### Task input
++++++

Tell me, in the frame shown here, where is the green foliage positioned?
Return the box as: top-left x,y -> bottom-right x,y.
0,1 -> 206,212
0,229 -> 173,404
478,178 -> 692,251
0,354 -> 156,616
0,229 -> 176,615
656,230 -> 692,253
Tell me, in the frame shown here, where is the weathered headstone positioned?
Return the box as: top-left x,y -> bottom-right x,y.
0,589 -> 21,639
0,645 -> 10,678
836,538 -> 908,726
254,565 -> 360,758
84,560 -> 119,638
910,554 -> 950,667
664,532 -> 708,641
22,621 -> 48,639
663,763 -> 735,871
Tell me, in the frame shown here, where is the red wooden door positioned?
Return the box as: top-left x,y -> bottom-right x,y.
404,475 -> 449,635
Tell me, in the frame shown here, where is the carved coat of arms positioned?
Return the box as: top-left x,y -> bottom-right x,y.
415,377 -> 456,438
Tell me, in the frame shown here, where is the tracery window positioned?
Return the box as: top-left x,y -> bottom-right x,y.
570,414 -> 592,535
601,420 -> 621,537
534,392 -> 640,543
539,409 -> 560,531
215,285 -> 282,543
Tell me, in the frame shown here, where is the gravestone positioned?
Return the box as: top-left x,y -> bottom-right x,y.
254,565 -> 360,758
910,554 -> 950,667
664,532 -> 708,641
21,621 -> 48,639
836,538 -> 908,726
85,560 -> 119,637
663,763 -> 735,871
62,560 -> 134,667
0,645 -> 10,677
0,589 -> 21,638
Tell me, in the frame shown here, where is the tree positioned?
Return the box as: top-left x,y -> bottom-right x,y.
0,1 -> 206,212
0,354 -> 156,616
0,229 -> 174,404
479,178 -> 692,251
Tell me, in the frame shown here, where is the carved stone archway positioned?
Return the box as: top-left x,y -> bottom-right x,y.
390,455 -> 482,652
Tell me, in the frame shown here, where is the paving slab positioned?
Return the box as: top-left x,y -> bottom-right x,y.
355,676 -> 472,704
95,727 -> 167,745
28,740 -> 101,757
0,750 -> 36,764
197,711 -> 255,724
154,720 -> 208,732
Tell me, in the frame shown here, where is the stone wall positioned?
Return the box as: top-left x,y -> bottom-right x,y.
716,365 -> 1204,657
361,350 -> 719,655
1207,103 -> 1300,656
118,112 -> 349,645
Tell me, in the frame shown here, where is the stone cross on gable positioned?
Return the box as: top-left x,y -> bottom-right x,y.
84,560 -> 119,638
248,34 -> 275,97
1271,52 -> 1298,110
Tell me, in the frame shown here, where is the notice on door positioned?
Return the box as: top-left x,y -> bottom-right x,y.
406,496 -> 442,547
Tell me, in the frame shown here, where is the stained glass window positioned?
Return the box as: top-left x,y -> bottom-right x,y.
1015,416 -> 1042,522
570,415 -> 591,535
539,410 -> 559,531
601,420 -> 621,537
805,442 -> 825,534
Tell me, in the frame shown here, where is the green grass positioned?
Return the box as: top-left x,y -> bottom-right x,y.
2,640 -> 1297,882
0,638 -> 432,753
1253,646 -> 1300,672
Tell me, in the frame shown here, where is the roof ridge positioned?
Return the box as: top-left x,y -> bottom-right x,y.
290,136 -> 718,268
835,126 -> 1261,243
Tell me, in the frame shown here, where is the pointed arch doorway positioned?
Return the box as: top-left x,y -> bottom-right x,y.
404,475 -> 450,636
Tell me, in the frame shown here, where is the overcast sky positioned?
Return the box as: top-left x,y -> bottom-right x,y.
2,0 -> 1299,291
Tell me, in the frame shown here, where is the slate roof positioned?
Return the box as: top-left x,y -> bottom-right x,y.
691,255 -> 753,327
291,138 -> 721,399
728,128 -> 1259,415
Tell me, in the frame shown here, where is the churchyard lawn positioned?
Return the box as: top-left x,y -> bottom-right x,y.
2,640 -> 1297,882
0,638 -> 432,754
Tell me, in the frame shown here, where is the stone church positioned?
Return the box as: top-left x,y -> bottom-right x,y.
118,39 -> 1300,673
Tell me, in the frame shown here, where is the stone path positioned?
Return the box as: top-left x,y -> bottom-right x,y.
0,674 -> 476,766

++++++

### Requirement
In the listing, return each line containing the string "green".

### Task result
Tell me, in the frame shown here, where is the green foliage positioned?
Tell me, in the frame shown here, where is the green grass positioned?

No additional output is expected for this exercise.